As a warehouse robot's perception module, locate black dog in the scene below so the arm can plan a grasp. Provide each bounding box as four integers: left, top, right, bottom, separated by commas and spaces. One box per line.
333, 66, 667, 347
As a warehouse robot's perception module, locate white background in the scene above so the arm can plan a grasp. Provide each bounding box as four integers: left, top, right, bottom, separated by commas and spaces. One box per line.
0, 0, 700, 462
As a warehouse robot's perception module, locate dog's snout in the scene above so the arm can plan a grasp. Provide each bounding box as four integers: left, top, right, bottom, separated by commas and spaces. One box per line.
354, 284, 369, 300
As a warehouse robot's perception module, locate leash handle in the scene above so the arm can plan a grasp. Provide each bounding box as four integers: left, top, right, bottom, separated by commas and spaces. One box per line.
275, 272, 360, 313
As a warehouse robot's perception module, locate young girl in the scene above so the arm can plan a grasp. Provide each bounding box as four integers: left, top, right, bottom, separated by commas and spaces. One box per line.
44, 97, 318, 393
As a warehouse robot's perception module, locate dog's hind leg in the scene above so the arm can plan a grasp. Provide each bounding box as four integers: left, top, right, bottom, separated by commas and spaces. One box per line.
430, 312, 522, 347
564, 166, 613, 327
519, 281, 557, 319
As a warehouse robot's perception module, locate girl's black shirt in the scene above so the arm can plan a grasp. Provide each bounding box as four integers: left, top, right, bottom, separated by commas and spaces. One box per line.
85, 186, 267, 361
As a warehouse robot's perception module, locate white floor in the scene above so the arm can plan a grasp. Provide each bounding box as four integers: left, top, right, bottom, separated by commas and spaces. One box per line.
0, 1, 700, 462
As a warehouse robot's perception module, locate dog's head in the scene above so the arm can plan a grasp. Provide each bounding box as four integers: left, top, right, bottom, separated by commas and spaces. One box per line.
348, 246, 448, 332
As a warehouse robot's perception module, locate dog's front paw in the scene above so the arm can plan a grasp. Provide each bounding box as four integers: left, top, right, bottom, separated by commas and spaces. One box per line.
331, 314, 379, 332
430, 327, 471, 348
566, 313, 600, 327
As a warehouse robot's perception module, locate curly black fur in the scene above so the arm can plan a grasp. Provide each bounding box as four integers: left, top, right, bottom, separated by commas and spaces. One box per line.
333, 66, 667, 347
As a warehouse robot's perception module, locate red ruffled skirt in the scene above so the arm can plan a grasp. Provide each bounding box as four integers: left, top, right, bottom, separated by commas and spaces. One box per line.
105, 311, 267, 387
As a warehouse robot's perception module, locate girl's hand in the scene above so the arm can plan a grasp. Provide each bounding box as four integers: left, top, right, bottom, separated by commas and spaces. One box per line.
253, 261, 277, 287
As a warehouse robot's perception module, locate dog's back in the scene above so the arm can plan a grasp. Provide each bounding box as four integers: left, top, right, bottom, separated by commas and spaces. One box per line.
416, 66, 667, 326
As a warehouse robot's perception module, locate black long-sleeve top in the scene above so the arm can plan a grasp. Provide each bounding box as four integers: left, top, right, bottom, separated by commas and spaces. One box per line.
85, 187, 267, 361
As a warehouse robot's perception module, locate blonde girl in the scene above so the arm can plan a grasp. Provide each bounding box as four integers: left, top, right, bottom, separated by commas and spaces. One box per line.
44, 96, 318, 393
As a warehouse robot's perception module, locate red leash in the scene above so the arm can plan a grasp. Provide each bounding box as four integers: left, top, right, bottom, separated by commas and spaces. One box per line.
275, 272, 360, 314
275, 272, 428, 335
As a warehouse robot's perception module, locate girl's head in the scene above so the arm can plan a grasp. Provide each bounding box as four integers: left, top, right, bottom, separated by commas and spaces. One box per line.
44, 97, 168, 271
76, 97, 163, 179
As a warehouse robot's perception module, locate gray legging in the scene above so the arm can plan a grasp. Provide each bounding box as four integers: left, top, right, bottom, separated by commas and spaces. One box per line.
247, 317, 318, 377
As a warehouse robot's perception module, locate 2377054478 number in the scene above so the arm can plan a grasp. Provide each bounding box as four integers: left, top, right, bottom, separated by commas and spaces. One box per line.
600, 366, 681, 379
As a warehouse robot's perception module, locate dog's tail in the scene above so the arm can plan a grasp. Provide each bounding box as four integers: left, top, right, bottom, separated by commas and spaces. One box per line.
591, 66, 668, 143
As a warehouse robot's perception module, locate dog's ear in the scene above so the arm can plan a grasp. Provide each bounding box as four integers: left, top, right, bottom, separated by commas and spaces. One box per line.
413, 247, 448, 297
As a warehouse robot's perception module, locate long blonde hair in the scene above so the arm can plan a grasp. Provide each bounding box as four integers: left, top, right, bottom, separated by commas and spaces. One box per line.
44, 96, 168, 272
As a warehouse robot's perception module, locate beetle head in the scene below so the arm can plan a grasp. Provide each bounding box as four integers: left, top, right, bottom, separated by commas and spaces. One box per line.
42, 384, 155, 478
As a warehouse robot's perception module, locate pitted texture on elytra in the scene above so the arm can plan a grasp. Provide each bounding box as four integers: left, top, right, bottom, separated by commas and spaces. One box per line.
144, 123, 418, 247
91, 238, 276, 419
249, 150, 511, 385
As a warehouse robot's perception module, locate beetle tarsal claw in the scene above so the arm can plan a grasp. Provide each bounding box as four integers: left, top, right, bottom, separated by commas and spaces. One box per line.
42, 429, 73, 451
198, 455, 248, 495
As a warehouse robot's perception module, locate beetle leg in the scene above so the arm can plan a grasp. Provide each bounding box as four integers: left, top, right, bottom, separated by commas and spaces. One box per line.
-------
#### Goal
Gather every line of the records above that contains the word "blonde", and copy each of those lines in full.

#### Output of the task
As a warehouse robot's perception module, locate blonde girl in the scene above so the arm can plan a grasp. Provide each bounding box as four integers: left, top, right, bottom, separated by commas and spaces. One box per line.
As a warehouse robot's perception module, locate long blonde hair in the scene above so the arm can plan a grasp. Provide each bounding box as four integers: left, top, right, bottom, separated by commas and spaces. One box per line.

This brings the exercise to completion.